-- Data items --

^^^^^^^^

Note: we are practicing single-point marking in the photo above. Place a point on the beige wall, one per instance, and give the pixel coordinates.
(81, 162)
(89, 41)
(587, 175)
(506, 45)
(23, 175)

^^^^^^^^

From top to bottom, repeat the data above without alteration.

-- REPLY TO THE EXERCISE --
Note: we are practicing single-point marking in the photo above. Place a point on the beige wall, one per instance, and give the pixel coordinates.
(81, 162)
(89, 41)
(587, 175)
(506, 45)
(23, 175)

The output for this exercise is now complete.